Wenige Schritte weiter wechselt die symbolische Ordnung aus der Vertikale in die Horizontale und in eine bürgerliche Lebenswelt. Nebeneinander hängen flach an der Wand zwei textile Werke in den klassischen Schnitten japanischer Kimonos (Citizen O, citizen k, 2018). Sie erscheinen wertig, groß, schön, geprägt von der Eleganz eines strikt codierten Formprinzips. Auch sie sind Bühnen für den Auftritt einzelner Körper, die in ihren Kleidungsritualen einer Ikonografie der Distinktion folgen. Verschiedene Stoff- und Schnittmuster für verschiedene gesellschaftliche Anlässe und Klassen weisen einzelnen Personen für alle sichtbar einen Platz in der kollektiven Struktur sozialer Rollenaufteilungen zu. Auch sie bedeuten die Kontinuität eines politischen Körpers, der das Subjekt umfasst und integriert. Das gleiche gilt für das vierte Objekt im Raum, die kunstvolle Nachbildung einer Halskrause. In immer raffinierteren und bisweilen immensen Ausmaßen zierten die auch Fräsen genannten Großkrägen seit dem 16. Jahrhundert die Hälse ihrer noblen Träger und vor allem jene der Inhaber öffentlicher, oft juristischer Ämter. Hier fokussiert Mosers und Schwingers Objekt die symbolische Ordnung auf den einen Punkt einer zentralisierten Autorität, die im Titel der Arbeit mit ihrer rechtsgebenden Funktion verbunden ist: Only words make the decrees (2018). Erneut laufen in der Inszenierung eines symbolisch überhöhten Körpers die Regularien eines kollektiven (Rechts-)Subjekts zusammen, das sich geradezu buchstäblich in den vielgliedrigen Faltungen des feinen Stoffes wiederspiegelt.

Datensätze zum Zeigen
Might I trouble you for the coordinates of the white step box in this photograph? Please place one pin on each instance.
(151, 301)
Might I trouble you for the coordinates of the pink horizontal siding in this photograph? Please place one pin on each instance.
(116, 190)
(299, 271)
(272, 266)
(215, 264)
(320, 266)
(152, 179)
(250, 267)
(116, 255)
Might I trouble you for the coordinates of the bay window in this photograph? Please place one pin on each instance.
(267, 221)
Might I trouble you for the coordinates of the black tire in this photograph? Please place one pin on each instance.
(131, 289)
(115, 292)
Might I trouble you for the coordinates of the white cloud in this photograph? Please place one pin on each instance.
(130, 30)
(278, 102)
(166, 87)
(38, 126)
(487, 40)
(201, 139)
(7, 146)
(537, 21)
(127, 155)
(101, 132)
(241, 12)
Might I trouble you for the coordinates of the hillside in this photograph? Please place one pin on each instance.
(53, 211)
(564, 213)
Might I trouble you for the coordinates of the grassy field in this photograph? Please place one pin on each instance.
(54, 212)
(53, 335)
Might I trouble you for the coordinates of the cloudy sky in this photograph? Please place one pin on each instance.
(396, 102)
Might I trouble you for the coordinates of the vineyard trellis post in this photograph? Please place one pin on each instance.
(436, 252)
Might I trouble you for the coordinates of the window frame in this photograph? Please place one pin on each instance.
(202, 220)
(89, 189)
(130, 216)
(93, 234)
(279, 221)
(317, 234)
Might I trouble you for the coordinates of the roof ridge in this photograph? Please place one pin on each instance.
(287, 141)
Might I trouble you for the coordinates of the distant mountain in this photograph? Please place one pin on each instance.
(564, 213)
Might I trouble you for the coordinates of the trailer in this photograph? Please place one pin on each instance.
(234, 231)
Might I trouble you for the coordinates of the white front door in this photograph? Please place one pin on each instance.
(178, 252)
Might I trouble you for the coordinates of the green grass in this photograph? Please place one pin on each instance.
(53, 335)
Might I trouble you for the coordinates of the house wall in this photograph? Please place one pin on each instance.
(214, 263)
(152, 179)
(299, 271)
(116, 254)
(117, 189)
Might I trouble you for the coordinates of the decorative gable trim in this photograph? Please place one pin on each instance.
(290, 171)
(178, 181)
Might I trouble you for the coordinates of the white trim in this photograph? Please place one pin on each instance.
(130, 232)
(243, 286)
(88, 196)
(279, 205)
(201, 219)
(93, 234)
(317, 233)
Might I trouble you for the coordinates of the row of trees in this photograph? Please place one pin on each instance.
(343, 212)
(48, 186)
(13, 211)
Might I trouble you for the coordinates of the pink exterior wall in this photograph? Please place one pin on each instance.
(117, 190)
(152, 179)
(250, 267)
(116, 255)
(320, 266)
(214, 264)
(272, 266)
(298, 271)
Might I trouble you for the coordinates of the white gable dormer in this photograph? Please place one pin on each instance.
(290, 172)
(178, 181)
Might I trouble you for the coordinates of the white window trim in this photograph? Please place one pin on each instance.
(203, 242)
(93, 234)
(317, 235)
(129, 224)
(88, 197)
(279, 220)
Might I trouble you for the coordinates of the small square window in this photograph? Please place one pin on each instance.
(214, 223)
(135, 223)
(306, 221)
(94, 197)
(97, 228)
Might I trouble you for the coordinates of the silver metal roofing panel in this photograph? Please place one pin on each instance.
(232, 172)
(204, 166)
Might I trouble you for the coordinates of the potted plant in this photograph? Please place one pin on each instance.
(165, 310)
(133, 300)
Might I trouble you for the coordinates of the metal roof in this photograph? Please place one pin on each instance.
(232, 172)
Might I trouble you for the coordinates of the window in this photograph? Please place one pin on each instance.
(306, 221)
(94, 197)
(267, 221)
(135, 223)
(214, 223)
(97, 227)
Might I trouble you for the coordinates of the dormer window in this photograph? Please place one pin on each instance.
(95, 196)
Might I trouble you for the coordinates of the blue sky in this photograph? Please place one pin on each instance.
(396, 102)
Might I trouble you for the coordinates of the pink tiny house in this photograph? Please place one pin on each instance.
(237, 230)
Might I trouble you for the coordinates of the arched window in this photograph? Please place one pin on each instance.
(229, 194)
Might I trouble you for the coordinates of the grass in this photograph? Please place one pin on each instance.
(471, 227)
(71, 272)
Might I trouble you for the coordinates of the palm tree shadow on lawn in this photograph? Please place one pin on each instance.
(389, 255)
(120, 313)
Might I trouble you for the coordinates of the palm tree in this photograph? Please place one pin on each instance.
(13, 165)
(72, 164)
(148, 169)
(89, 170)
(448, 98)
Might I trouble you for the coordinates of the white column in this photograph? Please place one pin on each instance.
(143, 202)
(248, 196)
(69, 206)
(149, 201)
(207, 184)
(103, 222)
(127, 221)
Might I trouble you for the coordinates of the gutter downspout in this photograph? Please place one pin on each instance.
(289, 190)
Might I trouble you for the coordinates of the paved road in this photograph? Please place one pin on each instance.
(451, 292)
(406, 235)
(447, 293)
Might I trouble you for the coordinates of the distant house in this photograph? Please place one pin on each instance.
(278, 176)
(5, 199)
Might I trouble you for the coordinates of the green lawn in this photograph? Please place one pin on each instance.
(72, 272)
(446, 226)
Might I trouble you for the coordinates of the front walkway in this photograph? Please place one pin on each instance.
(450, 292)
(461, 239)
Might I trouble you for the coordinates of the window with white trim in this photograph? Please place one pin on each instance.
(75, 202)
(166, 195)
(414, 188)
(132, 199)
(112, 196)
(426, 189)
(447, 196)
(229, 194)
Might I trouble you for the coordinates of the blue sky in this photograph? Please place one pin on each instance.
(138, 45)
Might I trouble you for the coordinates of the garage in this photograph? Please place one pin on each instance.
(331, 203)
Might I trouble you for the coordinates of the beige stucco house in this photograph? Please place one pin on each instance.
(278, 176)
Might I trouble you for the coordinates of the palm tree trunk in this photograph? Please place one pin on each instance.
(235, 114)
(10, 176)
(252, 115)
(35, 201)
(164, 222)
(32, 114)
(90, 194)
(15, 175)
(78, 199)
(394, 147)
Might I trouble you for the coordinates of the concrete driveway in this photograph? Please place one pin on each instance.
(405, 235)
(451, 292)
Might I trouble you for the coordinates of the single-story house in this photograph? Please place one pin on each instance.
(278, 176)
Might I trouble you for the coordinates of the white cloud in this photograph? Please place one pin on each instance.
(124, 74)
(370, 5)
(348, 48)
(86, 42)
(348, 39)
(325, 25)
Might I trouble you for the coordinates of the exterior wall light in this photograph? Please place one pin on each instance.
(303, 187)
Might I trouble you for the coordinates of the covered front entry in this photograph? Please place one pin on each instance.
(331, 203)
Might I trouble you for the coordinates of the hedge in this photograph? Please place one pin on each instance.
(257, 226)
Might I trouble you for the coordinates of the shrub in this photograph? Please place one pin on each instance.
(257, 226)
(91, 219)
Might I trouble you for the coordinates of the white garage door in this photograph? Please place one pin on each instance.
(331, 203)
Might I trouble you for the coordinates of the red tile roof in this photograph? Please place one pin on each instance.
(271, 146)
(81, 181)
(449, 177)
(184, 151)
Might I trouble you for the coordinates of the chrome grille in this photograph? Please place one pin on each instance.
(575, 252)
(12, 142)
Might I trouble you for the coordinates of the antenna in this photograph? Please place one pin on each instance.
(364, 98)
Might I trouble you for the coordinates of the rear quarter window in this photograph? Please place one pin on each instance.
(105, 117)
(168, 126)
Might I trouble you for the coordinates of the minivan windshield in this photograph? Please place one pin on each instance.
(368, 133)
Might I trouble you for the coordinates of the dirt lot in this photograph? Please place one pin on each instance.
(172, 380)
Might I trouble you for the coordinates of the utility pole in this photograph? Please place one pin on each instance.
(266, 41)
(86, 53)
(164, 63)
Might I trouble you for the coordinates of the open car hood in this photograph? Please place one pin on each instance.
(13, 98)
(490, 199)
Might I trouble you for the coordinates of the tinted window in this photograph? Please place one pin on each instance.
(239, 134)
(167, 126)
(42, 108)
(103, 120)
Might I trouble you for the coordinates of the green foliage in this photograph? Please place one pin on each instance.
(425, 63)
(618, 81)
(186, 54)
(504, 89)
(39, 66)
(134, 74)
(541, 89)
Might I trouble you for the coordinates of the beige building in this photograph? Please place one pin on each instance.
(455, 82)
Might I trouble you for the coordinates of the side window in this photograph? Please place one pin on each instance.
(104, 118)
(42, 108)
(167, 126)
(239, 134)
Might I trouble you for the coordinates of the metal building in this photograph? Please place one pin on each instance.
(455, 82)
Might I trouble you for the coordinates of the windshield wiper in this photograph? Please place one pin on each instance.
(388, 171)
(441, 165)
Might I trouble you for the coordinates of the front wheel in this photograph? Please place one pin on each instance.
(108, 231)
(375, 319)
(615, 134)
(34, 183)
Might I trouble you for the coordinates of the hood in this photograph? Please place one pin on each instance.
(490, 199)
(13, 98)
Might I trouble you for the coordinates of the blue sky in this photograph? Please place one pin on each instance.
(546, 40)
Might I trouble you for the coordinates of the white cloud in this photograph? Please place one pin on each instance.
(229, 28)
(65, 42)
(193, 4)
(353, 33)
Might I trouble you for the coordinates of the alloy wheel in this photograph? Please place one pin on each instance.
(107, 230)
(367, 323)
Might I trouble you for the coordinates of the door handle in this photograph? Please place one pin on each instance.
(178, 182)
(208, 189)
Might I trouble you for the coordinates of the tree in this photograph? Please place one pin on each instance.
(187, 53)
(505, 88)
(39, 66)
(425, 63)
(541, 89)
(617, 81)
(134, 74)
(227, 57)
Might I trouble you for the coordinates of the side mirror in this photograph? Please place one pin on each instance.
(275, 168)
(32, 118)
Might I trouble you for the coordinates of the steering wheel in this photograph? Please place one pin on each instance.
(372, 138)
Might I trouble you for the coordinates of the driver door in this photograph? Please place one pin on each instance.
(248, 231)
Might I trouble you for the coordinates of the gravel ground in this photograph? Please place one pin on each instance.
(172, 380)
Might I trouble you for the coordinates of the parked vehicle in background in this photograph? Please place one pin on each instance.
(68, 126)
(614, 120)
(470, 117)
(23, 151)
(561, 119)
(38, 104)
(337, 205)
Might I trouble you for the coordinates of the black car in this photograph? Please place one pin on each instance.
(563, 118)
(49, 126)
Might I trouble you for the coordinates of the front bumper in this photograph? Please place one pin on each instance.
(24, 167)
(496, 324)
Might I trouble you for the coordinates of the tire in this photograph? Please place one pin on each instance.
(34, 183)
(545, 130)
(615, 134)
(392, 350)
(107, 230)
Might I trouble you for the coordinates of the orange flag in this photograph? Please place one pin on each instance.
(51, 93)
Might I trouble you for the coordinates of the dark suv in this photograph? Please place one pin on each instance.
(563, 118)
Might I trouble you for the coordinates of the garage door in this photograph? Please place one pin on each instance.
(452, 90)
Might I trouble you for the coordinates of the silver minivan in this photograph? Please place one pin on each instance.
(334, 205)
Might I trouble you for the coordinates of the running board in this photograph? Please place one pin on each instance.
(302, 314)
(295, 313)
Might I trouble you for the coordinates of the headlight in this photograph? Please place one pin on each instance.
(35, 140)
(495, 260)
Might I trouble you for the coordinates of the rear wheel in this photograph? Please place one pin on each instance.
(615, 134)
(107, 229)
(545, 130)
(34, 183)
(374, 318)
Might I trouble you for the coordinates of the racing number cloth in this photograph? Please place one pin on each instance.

**AUFGABE 1**
Welchen Titel trägt laut Lesetext die Arbeit mit der Nachbildung einer Halskrause?
**AUFGABE 2**
Prüfen Sie anhand des Lesetexts, ob die folgenden Aussagen zutreffen: (a) Die beiden Kimono-Werke hängen übereinander an der Wand. (b) Halskrausen werden auch Fräsen genannt. (c) Die Großkrägen schmückten seit dem 18. Jahrhundert die Hälse ihrer Träger.
**AUFGABE 3**
Zählen Sie alle Adjektive auf, die im Lesetext zwischen „Sie erscheinen“ und „geprägt“ stehen.
Stützen Sie sich allein auf den Lesetext.

**ERWARTETE ANTWORT 1**
Only words make the decrees (2018)

**ERWARTETE ANTWORT 2**
(a) Nein: „Nebeneinander hängen flach an der Wand zwei textile Werke“
(b) Ja: „die auch Fräsen genannten Großkrägen“
(c) Nein: „seit dem 16. Jahrhundert“

**ERWARTETE ANTWORT 3**
wertig, groß, schön